[PASSAGE FOR REVIEW]:
▶
A new organ donation law, known as Max and Keira’s law, came into force in England on 20 May 2020.
It will replace the previous opt-in system, which required individuals to ‘opt-in’ to organ donation on the official register before donation could be approved, with a system of deemed consent, or opt out. From now on, all adults who die in England, apart from those in certain excluded groups, will be considered as potential organ donors, unless they have decided to opt out. Families will still be consulted before any final decision is made, and individual wishes, cultural and religious beliefs will be accepted.
The law was inspired by Max and Keira’s incredible story. When 9-year-old Keira sadly passed away after a road traffic accident in 2017, her family decided to donate her organs. “She had the kindest heart and was the most thoughtful person. I knew she would have wanted to help make other people better,” her dad Joe said.
Max, also aged 9 at the time, had been waiting for a new heart for 196 days after suffering from heart failure. Max is now 12 years old and Keira’s heart is beating strong for him.
The hope is that the new law will boost the chances of the estimated 5,200 people who are currently waiting for life-saving or life-enhancing transplants in England, and it is believed that the new law could save up to 700 lives every year as more organs will be available to be donated.
◀
[LISTED ENTRIES]:
▶
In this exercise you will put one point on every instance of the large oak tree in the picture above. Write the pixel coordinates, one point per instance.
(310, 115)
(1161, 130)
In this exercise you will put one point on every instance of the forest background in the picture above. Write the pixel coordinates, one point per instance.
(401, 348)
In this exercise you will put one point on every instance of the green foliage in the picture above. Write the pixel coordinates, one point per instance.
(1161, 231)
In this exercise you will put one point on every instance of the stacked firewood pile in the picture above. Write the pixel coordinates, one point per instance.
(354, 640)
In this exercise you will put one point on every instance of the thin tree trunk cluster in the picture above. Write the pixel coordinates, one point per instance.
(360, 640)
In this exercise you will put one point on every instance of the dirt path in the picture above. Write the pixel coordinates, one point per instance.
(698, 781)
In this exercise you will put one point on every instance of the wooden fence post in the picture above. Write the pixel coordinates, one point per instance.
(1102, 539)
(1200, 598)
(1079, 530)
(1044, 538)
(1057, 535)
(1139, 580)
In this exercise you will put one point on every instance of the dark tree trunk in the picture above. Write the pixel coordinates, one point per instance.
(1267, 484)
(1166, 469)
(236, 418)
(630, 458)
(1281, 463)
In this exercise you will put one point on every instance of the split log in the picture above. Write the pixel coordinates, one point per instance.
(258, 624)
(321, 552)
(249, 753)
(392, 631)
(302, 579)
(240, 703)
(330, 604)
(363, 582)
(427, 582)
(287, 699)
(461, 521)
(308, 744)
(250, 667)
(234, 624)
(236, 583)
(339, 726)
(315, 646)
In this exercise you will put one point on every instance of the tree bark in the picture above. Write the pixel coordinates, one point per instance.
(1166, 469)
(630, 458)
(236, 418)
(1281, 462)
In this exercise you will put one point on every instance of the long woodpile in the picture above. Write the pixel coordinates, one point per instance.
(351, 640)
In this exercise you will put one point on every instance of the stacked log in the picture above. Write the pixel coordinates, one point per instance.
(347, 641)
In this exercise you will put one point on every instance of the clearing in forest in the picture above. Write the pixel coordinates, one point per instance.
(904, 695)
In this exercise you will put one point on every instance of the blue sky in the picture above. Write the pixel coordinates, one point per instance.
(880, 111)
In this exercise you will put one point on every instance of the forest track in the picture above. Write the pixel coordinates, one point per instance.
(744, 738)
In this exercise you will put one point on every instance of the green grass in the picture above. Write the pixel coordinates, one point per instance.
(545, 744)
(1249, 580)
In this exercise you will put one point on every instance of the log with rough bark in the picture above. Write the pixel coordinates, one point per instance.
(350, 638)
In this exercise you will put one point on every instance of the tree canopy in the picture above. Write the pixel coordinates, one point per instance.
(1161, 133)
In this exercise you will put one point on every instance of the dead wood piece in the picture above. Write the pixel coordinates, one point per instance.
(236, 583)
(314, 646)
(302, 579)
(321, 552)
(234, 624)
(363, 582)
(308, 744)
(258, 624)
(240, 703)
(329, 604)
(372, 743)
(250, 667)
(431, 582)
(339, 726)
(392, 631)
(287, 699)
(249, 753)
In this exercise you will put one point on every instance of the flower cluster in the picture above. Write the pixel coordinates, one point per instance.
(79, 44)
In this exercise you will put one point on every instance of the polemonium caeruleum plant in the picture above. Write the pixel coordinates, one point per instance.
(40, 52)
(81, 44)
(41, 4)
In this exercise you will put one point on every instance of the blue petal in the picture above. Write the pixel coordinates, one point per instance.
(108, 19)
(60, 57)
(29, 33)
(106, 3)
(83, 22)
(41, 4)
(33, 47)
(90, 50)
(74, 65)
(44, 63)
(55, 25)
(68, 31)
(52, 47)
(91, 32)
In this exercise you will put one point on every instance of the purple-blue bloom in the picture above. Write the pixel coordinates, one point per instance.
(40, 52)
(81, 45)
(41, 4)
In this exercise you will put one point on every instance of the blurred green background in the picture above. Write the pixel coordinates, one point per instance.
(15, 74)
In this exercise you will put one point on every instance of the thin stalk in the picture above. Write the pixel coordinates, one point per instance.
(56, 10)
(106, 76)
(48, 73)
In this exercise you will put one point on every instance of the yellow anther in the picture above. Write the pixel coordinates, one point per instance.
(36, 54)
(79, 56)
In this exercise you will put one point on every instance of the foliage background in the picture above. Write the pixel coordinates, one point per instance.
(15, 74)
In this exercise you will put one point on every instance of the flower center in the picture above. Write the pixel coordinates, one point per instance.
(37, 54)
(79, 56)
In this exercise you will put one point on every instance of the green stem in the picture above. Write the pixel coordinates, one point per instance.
◀
[ACTIVITY 1]:
Rewrite the part of the organ donation passage that begins at the words "The law was" and stops after "to be donated.", putting "car crash" wherever "road traffic accident" appears.
[ACTIVITY 2]:
Please continue the organ donation passage from the point where it stops.
The listing isn't needed for anything here.

[REPLY 1]:
The law was inspired by Max and Keira’s incredible story. When 9-year-old Keira sadly passed away after a car crash in 2017, her family decided to donate her organs. “She had the kindest heart and was the most thoughtful person. I knew she would have wanted to help make other people better,” her dad Joe said.
Max, also aged 9 at the time, had been waiting for a new heart for 196 days after suffering from heart failure. Max is now 12 years old and Keira’s heart is beating strong for him.
The hope is that the new law will boost the chances of the estimated 5,200 people who are currently waiting for life-saving or life-enhancing transplants in England, and it is believed that the new law could save up to 700 lives every year as more organs will be available to be donated.

[REPLY 2]:
The law has already been in place in Wales since December 2015 and will be implemented in Scotland from March 2021.
The Chief Executive of the National Kidney Foundation, Andrea Brown, says: “The introduction of Max and Keira’s Law is such an important step forward and will transform so many people’s lives who are living with kidney disease.”
She adds: “It’s important everyone has a conversation with their families about organ donation – so your loved ones know your decision.”
You can easily record your decision to opt-in or opt-out on the NHS Organ Donor website. If you prefer not to record a decision, make sure that you speak with a friend or family member to let them know what your decision is, or keep a written record. You never know, one day that decision might save somebody’s life.